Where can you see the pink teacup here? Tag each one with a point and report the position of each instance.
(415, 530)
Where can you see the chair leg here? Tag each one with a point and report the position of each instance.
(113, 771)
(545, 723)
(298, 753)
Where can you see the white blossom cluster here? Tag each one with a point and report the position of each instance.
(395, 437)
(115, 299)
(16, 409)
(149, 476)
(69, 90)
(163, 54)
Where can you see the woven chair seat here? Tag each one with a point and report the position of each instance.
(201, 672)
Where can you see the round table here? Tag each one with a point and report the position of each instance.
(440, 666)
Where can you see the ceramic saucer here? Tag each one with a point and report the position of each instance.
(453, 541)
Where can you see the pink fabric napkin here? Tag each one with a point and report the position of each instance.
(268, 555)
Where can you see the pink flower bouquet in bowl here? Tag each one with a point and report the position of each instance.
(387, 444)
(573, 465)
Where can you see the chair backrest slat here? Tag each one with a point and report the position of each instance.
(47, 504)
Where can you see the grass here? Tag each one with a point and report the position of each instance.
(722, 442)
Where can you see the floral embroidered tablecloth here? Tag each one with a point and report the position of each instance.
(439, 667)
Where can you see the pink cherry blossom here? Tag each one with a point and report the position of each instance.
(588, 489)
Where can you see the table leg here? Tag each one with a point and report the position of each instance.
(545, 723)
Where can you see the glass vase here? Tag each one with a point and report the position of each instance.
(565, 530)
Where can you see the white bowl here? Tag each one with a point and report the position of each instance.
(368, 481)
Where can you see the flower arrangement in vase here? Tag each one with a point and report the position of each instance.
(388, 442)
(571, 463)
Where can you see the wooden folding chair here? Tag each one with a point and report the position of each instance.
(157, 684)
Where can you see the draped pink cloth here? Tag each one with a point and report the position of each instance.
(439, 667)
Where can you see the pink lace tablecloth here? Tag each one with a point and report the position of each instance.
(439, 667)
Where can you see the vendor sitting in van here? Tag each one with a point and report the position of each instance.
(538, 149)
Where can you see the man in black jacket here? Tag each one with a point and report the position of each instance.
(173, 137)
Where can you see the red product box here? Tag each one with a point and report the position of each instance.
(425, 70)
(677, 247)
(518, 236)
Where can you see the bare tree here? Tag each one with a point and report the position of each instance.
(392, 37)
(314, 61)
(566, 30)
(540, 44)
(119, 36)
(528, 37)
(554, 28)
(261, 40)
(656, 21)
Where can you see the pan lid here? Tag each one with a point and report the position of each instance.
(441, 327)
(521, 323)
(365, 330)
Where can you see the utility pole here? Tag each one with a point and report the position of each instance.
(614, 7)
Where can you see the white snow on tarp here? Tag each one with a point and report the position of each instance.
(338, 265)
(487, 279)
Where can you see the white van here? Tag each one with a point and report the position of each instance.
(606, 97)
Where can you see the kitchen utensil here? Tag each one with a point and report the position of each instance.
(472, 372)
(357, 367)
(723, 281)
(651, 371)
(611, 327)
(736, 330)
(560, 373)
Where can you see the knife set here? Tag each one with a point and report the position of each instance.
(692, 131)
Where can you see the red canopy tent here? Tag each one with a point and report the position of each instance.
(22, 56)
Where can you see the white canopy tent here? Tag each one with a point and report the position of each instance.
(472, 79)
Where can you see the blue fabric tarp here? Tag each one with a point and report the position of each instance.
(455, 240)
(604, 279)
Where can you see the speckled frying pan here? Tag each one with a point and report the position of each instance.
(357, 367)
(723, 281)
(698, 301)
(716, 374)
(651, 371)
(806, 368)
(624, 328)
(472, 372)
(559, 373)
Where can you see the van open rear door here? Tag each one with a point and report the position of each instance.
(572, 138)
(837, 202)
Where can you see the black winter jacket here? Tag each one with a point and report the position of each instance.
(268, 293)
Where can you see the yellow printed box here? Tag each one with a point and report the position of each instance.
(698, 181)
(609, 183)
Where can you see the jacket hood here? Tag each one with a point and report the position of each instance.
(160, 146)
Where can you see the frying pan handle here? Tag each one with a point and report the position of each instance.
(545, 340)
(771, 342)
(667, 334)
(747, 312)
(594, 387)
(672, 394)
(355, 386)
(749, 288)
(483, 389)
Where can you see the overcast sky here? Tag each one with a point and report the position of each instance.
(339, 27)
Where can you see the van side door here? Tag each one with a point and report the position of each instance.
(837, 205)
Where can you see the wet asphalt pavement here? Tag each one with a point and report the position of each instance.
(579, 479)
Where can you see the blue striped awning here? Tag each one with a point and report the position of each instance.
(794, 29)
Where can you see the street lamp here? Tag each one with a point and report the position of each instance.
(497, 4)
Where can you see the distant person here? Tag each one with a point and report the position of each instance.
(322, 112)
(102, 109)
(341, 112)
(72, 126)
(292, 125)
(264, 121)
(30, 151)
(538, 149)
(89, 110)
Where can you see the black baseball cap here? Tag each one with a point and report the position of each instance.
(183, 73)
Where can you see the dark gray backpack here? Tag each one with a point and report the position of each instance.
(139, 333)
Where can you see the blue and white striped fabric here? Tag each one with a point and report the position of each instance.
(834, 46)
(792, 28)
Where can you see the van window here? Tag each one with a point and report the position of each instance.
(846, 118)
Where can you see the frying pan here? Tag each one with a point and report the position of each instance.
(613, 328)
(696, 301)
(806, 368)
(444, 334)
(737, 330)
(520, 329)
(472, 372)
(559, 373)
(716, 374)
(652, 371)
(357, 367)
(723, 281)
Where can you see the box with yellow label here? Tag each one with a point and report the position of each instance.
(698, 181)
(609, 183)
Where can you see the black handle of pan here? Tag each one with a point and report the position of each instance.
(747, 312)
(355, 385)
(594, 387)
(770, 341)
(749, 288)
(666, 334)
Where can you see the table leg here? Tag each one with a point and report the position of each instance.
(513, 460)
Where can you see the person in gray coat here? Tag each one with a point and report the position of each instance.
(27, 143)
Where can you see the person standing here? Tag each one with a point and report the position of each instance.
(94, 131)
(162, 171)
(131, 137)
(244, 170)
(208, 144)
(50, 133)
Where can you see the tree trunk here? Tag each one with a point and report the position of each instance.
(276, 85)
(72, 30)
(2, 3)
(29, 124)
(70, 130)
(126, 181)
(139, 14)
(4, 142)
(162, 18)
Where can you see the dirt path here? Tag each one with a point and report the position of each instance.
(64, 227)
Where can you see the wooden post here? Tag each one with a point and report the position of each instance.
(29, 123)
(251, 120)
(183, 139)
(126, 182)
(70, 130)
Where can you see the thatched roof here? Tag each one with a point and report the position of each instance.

______________________________

Set down the entries above again, word for word.

Where can you see the pink teacup here? Tag each one with a point and report the position of each instance.
(415, 530)
Where can you see the chair leg here? Tag each one with a point and report the position of each instance.
(113, 771)
(545, 723)
(298, 753)
Where can you see the white blossom cluster here? Tag each one with a point and report the position of each instance.
(395, 437)
(115, 299)
(16, 409)
(149, 476)
(69, 90)
(163, 54)
Where can you see the woven chair seat here? Tag each one with a point and report the position of each instance.
(201, 672)
Where can you see the round table here? Tag each one with a point and report the position of each instance.
(440, 666)
Where can you see the ceramic saucer here? Tag each one with a point and report the position of each instance.
(453, 541)
Where can you see the pink fabric napkin here? Tag each one with a point and report the position of each instance.
(268, 555)
Where can you see the pink flower bouquet in bowl here? Tag each one with a point and report the position of each instance.
(387, 444)
(573, 465)
Where can you see the chair backrest slat here? Tag each one with a point and report the position of each instance.
(47, 504)
Where can you see the grass here? Tag each one with a point and report the position of each instance.
(722, 442)
Where can you see the floral embroidered tablecloth here? Tag each one with a point and report the position of each instance.
(439, 667)
Where can you see the pink cherry blossom here? Tag each one with a point and report the position of each instance.
(588, 489)
Where can you see the table leg here? Tag each one with a point and report the position of each instance.
(545, 723)
Where can you see the glass vase here? Tag each one with a point and report the position of each instance.
(565, 530)
Where can you see the white bowl here? Tag each one with a point and report the position of each instance.
(368, 481)
Where can you see the flower arrangement in vase here? Tag each one with a point and report the position of each instance.
(388, 442)
(571, 463)
Where can you see the wooden folding chair here? Tag each one with a point and report the position of each instance.
(157, 684)
Where can you see the draped pink cloth here? Tag each one with a point and report the position of each instance.
(439, 667)
Where can you see the pink lace tablecloth here? Tag each one with a point and report the position of each instance.
(439, 667)
Where can you see the vendor sitting in van here? Tag each one with a point and report the position of each instance.
(538, 149)
Where can you see the man in black jacket here? Tag each one with a point and report the position of each instance.
(173, 137)
Where can you see the red product box here? Tag each one with a point and report the position of each instance.
(425, 70)
(677, 247)
(518, 236)
Where can you see the bare tree here? Tag each one with a point and report the position of each instance.
(392, 37)
(314, 61)
(566, 30)
(540, 44)
(119, 36)
(528, 37)
(554, 28)
(261, 40)
(656, 21)
Where can you see the pan lid here? Tag each one with a point and report the position of each instance.
(441, 327)
(521, 323)
(365, 330)
Where can you see the utility pole here? Tag each one with a point and report the position of each instance.
(614, 7)
Where can you see the white snow on tarp here? Tag each one with a point and report the position of each instance.
(338, 265)
(487, 279)
Where can you see the white van here? Tag each one with a point and report the position of each instance.
(606, 97)
Where can you see the kitchen utensil here? Tag each one with a point and report the position of each instance.
(472, 372)
(357, 367)
(723, 281)
(651, 371)
(611, 327)
(736, 330)
(560, 373)
Where can you see the knife set here? Tag each one with a point and report the position of each instance.
(692, 131)
Where can you see the red canopy tent here? Tag each one with a point and report the position of each instance.
(22, 56)
Where can you see the white canopy tent here? Tag each one with a point and report the position of each instance.
(472, 79)
Where can you see the blue fabric tarp here? Tag each one with a point and report the position of each instance.
(455, 240)
(604, 279)
Where can you see the speckled frying pan here? Tag each one with a point and report the position of each instance.
(357, 367)
(723, 281)
(698, 301)
(716, 374)
(651, 371)
(806, 368)
(624, 328)
(472, 372)
(559, 373)
Where can you see the van open rear door here? Tag each one with a point and report the position of each instance.
(572, 138)
(837, 202)
Where can you see the black winter jacket here? Tag each one with a point and report the position of each instance.
(268, 293)
Where can you see the yellow printed box here? Tag each one with a point and report the position of each instance.
(698, 181)
(609, 183)
Where can you see the jacket hood here? Tag each one with a point and report the position of each instance.
(160, 146)
Where can you see the frying pan handle here? Tag each one with a point and report the position of each instance.
(545, 340)
(771, 342)
(667, 334)
(747, 312)
(594, 387)
(672, 394)
(355, 386)
(749, 288)
(483, 389)
Where can you see the overcast sky here? Tag each one with a point and report the position of each instance.
(339, 27)
Where can you see the van side door here? Tag each one with a point and report the position of each instance.
(837, 205)
Where can you see the wet asphalt pavement here? Tag each one with a point and report the position of each instance.
(579, 479)
Where can you see the blue striped awning here? Tag each one with a point and report the position of each instance.
(794, 29)
Where can you see the street lamp here? Tag each one with a point and report the position of each instance.
(497, 4)
Where can you see the distant person here? Tag each one with a point and report the position of each instance.
(322, 112)
(102, 109)
(341, 112)
(72, 126)
(292, 125)
(264, 121)
(30, 151)
(538, 149)
(89, 110)
Where can you see the black baseball cap here? Tag each one with a point and report the position of each instance.
(183, 73)
Where can you see the dark gray backpack here? Tag each one with a point and report the position of each instance.
(139, 333)
Where can you see the blue and white striped fabric here? Tag each one with a point and report the position of each instance.
(834, 46)
(792, 28)
Where can you see the van window here? Tag each one with a point and report the position of each instance.
(846, 118)
Where can you see the frying pan here? Tag each one with a point and report the position of each instance.
(613, 328)
(696, 301)
(806, 368)
(444, 334)
(737, 330)
(520, 329)
(472, 372)
(559, 373)
(716, 374)
(652, 371)
(357, 367)
(723, 281)
Where can you see the box with yellow label here? Tag each one with a point and report the position of each instance.
(698, 181)
(609, 183)
Where can you see the black handle of pan here? Tag each one with a point and report the position of each instance.
(747, 312)
(355, 385)
(594, 387)
(770, 341)
(749, 288)
(666, 334)
Where can you see the table leg here? Tag each one with a point and report the position of each instance.
(513, 460)
Where can you see the person in gray coat here? Tag each one with a point and report the position of each instance.
(27, 143)
Where can you see the person standing here? Tag each one with a point and report the position of each instance.
(94, 131)
(162, 171)
(131, 137)
(244, 170)
(208, 144)
(50, 133)
Where can you see the tree trunk here? Tag each one with a point and report the position of each instance.
(276, 85)
(72, 30)
(2, 3)
(29, 124)
(70, 130)
(126, 181)
(139, 14)
(4, 142)
(162, 18)
Where can you see the dirt path here? Tag each one with a point and report the position of each instance.
(64, 227)
Where can you see the wooden post here? Tag each one with a point and report the position of each instance.
(29, 123)
(251, 120)
(183, 139)
(126, 182)
(70, 130)
Where can you see the thatched roof here? Tag each one with a point and report the position of each instance.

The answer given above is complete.